Source records >>
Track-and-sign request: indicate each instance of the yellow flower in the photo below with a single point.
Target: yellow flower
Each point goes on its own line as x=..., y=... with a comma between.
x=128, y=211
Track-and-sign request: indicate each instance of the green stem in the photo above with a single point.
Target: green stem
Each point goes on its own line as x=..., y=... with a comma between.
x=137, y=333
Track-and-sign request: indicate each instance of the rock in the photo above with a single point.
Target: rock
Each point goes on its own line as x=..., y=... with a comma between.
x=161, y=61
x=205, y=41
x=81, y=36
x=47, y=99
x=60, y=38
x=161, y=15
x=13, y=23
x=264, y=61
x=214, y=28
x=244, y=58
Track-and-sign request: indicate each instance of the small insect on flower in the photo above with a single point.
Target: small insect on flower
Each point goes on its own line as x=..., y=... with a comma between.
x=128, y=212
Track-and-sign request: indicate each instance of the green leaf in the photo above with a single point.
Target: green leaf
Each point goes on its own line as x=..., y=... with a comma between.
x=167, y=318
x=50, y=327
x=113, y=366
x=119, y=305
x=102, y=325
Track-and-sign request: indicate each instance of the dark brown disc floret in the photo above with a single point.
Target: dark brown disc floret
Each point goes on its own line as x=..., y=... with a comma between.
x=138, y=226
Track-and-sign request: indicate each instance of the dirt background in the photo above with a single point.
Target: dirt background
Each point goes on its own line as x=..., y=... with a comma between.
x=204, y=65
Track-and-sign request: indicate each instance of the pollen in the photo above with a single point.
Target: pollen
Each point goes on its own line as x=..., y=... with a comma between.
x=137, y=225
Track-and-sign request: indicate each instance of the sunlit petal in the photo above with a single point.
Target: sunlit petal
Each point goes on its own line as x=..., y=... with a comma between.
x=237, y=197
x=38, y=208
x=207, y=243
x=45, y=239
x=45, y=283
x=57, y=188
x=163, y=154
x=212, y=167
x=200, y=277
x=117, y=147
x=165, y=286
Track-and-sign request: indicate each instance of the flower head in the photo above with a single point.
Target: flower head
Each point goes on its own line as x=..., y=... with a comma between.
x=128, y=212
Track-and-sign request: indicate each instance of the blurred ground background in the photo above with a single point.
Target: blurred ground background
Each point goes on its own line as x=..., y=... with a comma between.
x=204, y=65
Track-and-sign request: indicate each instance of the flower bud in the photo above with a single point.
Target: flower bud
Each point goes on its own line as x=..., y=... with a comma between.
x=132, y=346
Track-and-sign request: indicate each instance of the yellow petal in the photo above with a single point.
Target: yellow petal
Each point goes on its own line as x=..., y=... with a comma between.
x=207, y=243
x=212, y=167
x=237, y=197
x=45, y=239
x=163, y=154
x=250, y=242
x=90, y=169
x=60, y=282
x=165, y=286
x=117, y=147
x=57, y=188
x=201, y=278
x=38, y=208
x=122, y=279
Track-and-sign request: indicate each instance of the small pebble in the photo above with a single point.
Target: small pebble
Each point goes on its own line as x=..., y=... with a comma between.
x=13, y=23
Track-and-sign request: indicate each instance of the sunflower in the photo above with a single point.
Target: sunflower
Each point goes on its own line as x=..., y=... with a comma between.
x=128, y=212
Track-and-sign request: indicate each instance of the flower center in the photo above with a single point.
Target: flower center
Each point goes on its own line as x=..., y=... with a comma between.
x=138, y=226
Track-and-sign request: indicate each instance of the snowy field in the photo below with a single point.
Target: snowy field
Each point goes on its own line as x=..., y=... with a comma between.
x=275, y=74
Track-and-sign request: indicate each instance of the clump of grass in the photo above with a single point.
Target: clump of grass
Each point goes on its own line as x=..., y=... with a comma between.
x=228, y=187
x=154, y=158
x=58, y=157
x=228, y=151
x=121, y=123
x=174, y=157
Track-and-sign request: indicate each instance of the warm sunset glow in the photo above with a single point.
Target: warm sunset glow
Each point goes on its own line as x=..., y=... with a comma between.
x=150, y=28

Task statement >> Can you lay out every line of the listing above as a JSON list of strings, one string per line, with blank lines left out?

Task answer >>
[
  "Track-and-sign request: indicate each instance of the yellow flower in the photo below with a single point.",
  "Target: yellow flower",
  "Each point goes on its own line as x=..., y=... with a comma between.",
  "x=128, y=211",
  "Track-and-sign request: indicate each instance of the green stem in the photo above with a single point.",
  "Target: green stem",
  "Each point goes on its own line as x=..., y=... with a comma between.",
  "x=137, y=333",
  "Track-and-sign request: indicate each instance of the rock in the photo above with a single point.",
  "Target: rock",
  "Each point goes on its own line as x=..., y=... with a comma between.",
  "x=161, y=61",
  "x=205, y=41",
  "x=81, y=36",
  "x=47, y=99",
  "x=60, y=38",
  "x=161, y=15",
  "x=13, y=23",
  "x=264, y=61",
  "x=214, y=28",
  "x=244, y=58",
  "Track-and-sign request: indicate each instance of the small insect on flower in the photo above with a single point.",
  "Target: small insect on flower",
  "Each point goes on its own line as x=..., y=... with a comma between.",
  "x=128, y=212",
  "Track-and-sign request: indicate each instance of the green leaf in the photo above with a single point.",
  "Target: green leaf",
  "Each point goes on its own line as x=..., y=... with a comma between.",
  "x=167, y=318",
  "x=50, y=327",
  "x=113, y=366",
  "x=119, y=305",
  "x=102, y=325",
  "Track-and-sign request: indicate each instance of the dark brown disc floret in the photo above with a single point.",
  "Target: dark brown disc floret",
  "Each point goes on its own line as x=..., y=... with a comma between.",
  "x=138, y=226",
  "Track-and-sign request: indicate each instance of the dirt background in the photo above with a single point.",
  "Target: dirt background",
  "Each point goes on its own line as x=..., y=... with a comma between.",
  "x=204, y=65",
  "Track-and-sign request: indicate each instance of the pollen in the photo above with a single point.",
  "Target: pollen",
  "Each point goes on its own line as x=..., y=... with a comma between.",
  "x=137, y=225",
  "Track-and-sign request: indicate each instance of the sunlit petal in the photo above with a single point.",
  "Target: sunlit petal",
  "Each point goes on its own line as x=..., y=... with a comma between.",
  "x=237, y=197",
  "x=38, y=208",
  "x=207, y=243",
  "x=45, y=239",
  "x=45, y=283",
  "x=57, y=188",
  "x=163, y=154",
  "x=212, y=167",
  "x=200, y=277",
  "x=117, y=147",
  "x=165, y=286",
  "Track-and-sign request: indicate each instance of the flower head in the photo above with a single point.",
  "Target: flower head",
  "Each point goes on its own line as x=..., y=... with a comma between.",
  "x=128, y=212",
  "Track-and-sign request: indicate each instance of the blurred ground background in the photo above with a single point.",
  "Target: blurred ground background",
  "Each point goes on its own line as x=..., y=... with a comma between.",
  "x=204, y=65",
  "Track-and-sign request: indicate each instance of the flower bud in the photo above with a single point.",
  "Target: flower bud",
  "Each point goes on its own line as x=..., y=... with a comma between.",
  "x=132, y=346",
  "Track-and-sign request: indicate each instance of the yellow petal in the photo above with a single point.",
  "Target: yellow petal",
  "Each point goes on its own line as x=..., y=... with a comma between.",
  "x=207, y=243",
  "x=212, y=167",
  "x=237, y=197",
  "x=45, y=239",
  "x=163, y=154",
  "x=250, y=242",
  "x=90, y=169",
  "x=60, y=282",
  "x=165, y=286",
  "x=117, y=147",
  "x=57, y=188",
  "x=201, y=278",
  "x=38, y=208",
  "x=122, y=279",
  "Track-and-sign request: indicate each instance of the small pebble in the photo above with a single point.",
  "Target: small pebble",
  "Each point goes on its own line as x=..., y=... with a comma between.",
  "x=13, y=23",
  "Track-and-sign request: indicate each instance of the sunflower in the photo above with a single point.",
  "Target: sunflower",
  "Each point goes on its own line as x=..., y=... with a comma between.",
  "x=128, y=212",
  "Track-and-sign request: indicate each instance of the flower center in the photo above with a single point.",
  "Target: flower center",
  "Each point goes on its own line as x=..., y=... with a comma between.",
  "x=138, y=226",
  "Track-and-sign request: indicate each instance of the snowy field in the photo below with a single point.",
  "Target: snowy field",
  "Each point goes on its own line as x=..., y=... with a comma between.",
  "x=275, y=74",
  "Track-and-sign request: indicate each instance of the clump of grass in the photo above with a single point.",
  "Target: clump of grass",
  "Each point goes on its own line as x=..., y=... with a comma between.",
  "x=228, y=187",
  "x=154, y=158",
  "x=58, y=157",
  "x=228, y=151",
  "x=121, y=123",
  "x=174, y=157",
  "Track-and-sign request: indicate each instance of the warm sunset glow in the photo above with a single point.",
  "Target: warm sunset glow",
  "Each point goes on its own line as x=..., y=... with a comma between.",
  "x=150, y=28"
]